## Instructions to follow
Could every line of the data be printed exactly as it reads?

## Input rows
------------------------------
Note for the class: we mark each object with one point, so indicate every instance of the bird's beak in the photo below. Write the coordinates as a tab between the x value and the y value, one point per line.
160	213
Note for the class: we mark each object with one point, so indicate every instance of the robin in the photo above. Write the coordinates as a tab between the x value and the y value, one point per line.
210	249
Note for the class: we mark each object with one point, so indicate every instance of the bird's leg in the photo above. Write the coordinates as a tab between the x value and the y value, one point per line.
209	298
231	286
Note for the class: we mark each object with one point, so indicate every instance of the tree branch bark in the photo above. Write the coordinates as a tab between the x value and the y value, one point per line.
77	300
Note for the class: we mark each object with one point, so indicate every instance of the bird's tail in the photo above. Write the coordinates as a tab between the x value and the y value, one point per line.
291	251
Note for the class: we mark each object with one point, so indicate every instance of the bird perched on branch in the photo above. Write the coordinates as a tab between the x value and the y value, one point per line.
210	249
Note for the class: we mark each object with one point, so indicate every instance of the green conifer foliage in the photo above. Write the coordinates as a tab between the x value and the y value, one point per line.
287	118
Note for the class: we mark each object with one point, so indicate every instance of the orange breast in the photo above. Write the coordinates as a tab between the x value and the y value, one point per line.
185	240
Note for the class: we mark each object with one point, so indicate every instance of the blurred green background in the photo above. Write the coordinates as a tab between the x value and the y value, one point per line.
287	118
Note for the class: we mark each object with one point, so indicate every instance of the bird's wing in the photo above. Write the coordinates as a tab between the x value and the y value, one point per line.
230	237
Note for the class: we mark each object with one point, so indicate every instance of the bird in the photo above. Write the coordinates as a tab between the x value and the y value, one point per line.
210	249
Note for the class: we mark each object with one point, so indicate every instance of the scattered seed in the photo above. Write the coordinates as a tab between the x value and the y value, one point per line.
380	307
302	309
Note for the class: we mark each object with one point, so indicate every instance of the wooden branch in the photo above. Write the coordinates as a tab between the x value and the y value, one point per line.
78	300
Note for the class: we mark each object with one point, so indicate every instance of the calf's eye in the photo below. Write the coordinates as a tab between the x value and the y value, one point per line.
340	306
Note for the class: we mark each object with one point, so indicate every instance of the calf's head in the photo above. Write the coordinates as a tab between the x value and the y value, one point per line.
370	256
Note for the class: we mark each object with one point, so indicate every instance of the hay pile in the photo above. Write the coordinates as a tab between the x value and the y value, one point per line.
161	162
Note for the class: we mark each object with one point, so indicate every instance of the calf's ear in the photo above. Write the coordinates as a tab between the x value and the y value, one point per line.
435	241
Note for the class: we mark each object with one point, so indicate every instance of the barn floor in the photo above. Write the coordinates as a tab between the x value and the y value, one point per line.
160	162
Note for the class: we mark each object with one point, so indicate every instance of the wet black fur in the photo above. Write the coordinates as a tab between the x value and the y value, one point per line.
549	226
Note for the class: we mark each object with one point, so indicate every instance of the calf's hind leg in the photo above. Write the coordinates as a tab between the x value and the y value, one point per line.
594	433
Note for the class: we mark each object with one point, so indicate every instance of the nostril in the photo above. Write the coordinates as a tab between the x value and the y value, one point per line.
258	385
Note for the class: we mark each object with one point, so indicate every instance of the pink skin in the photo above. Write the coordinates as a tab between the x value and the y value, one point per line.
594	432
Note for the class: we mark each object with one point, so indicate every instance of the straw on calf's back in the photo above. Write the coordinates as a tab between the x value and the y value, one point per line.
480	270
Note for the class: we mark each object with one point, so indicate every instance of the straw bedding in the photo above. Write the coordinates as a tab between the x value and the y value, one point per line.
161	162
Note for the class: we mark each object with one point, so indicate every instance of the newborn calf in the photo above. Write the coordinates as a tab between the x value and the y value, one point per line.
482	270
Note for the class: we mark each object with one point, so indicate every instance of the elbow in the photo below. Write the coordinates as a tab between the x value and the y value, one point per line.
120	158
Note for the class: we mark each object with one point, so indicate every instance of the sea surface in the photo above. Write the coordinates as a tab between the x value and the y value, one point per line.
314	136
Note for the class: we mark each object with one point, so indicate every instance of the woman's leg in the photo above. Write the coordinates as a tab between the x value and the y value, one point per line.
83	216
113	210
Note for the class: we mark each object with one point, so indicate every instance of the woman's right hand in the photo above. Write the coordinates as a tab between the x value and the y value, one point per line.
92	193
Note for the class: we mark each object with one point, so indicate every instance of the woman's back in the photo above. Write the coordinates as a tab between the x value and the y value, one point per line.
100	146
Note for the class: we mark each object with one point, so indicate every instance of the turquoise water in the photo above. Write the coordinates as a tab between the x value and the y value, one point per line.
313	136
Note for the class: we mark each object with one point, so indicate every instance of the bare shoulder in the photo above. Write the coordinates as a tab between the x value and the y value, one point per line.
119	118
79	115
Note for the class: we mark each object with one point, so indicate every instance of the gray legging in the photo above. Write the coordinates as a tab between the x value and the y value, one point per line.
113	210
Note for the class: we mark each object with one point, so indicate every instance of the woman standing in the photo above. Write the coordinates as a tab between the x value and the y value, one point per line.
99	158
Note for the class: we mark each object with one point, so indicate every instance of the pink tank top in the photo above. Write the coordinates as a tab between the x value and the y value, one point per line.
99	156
------------------------------
## Response to the exercise
Note for the class: we mark each object with one point, so indicate every instance of the bird's beak in the photo below. Write the coordinates as a tab between the x value and the y value, one point per line.
160	213
Note for the class: we mark each object with one point, so indicate every instance of the robin in the photo above. Write the coordinates as a tab between the x value and the y value, one point per line.
210	249
Note for the class: we mark each object with one point, so indicate every instance of the bird's leg in the photo above. Write the coordinates as a tab between the x value and the y value, one point per line.
209	298
231	286
Note for the class: we mark each object with one point, so indicate every instance of the tree branch bark in the photo above. Write the coordinates as a tab between the x value and the y value, one point per line.
77	300
Note for the class: we mark each object with one point, so indicate every instance of the bird's tail in the photo above. Write the coordinates as a tab between the x value and the y value, one point per line.
291	251
Note for the class: we mark each object with one point, so indicate every instance of the bird perched on branch in the photo above. Write the coordinates as a tab between the x value and the y value, one point per line.
210	249
Note for the class: we mark each object with one point, so indicate every instance of the green conifer foliage in the photo above. Write the coordinates as a tab between the x value and the y value, one point per line.
287	118
Note for the class: we mark each object with one point, so indicate every instance of the orange breast in the photo above. Write the coordinates as a tab between the x value and the y value, one point per line.
185	240
Note for the class: we mark each object with one point, so indicate every instance of the blurred green background in the photo above. Write the coordinates as a tab between the x value and the y value, one point per line.
287	118
Note for the class: we mark each object with one point, so indicate every instance of the bird's wing in the photo above. Write the coordinates as a tab between the x value and the y value, one point per line.
230	237
Note for the class: we mark each object with one point, so indicate every instance of the bird in the photo above. Write the coordinates as a tab between the x value and the y value, one point per line.
210	249
Note for the class: we mark each object with one point, so indicate every instance of the scattered seed in the photo above. Write the coordinates as a tab between the x value and the y value, one point per line.
380	307
302	309
Note for the class: we mark each object with one point, so indicate every instance of the wooden branch in the photo above. Write the coordinates as a tab between the x value and the y value, one point per line.
78	300
Note for the class: we mark each object with one point, so indicate every instance of the calf's eye in the photo below. Write the coordinates as a tab between the x value and the y value, one point per line.
340	306
Note for the class: we mark each object with one point, so indicate every instance of the calf's head in the photo above. Write the coordinates as a tab between the x value and the y value, one point per line.
370	256
Note for the class: we mark each object with one point, so indicate every instance of the hay pile in the photo above. Write the coordinates as a tab between the x value and the y value, one point per line.
161	162
Note for the class: we mark each object with one point, so indicate every instance of the calf's ear in the photo above. Write the coordinates as a tab between the x value and the y value, one point per line.
435	241
Note for the class: we mark each object with one point, so indicate every instance of the barn floor in the photo above. Write the coordinates as a tab between the x value and the y value, one point per line.
160	162
Note for the class: we mark each object with one point, so indicate every instance of the wet black fur in the photo above. Write the coordinates as a tab between the x value and the y value, one point per line.
549	226
Note for the class: we mark each object with one point, so indicate every instance of the calf's hind leg in the photo above. Write the coordinates as a tab between the x value and the y value, one point per line.
594	433
Note for the class: we mark each object with one point, so indicate every instance of the nostril in the photo above. Write the coordinates as a tab between the x value and the y value, one point per line.
258	385
Note for the class: we mark each object with one point, so indicate every instance of the pink skin in the photo above. Write the coordinates as a tab between the x value and the y value, one point per line.
594	432
Note for the class: we mark each object with one point, so indicate every instance of the straw on calf's back in the photo above. Write the coordinates as a tab between the x value and the y value, one point per line.
480	270
Note for the class: we mark each object with one point, so indicate every instance of the straw bedding in the photo above. Write the coordinates as a tab between the x value and the y value, one point per line.
161	162
Note for the class: we mark each object with one point, so indicate every instance of the newborn calf in the photo above. Write the coordinates as a tab between the x value and the y value, one point per line.
482	270
Note for the class: we mark each object with one point, so indicate every instance of the elbow in the photo below. Write the coordinates as a tab between the x value and the y value, one point per line.
120	158
Note for the class: we mark each object with one point, so indicate every instance of the sea surface in the photo above. Write the coordinates as a tab between the x value and the y value, one point per line.
314	136
Note for the class: we mark each object with one point, so indicate every instance of the woman's leg in the photo above. Write the coordinates as a tab between the x value and the y value, one point per line.
83	216
113	210
Note for the class: we mark each object with one point, so indicate every instance of the woman's right hand in the photo above. Write the coordinates as a tab between the x value and the y value, one point per line.
92	193
Note for the class: we mark each object with one point, so indicate every instance of the woman's back in the photo above. Write the coordinates as a tab between the x value and the y value, one point per line.
100	146
Note for the class: we mark each object with one point, so indicate every instance of the turquoise water in the photo above. Write the coordinates as a tab between the x value and the y value, one point per line.
313	136
Note for the class: we mark each object with one point, so indicate every instance of the bare shoulder in the photo above. Write the coordinates as a tab between the x value and the y value, one point per line.
119	118
79	115
Note for the class: we mark each object with one point, so indicate every instance of the gray legging in the photo above. Write the coordinates as a tab between the x value and the y value, one point per line.
113	210
Note for the class: we mark each object with one point, so indicate every instance of the woman standing in the photo above. Write the coordinates as a tab between the x value and the y value, one point per line.
99	158
Note for the class: we mark each object with one point, so indicate every instance of the pink tank top in the photo above. Write the coordinates as a tab between the x value and the y value, one point per line.
99	156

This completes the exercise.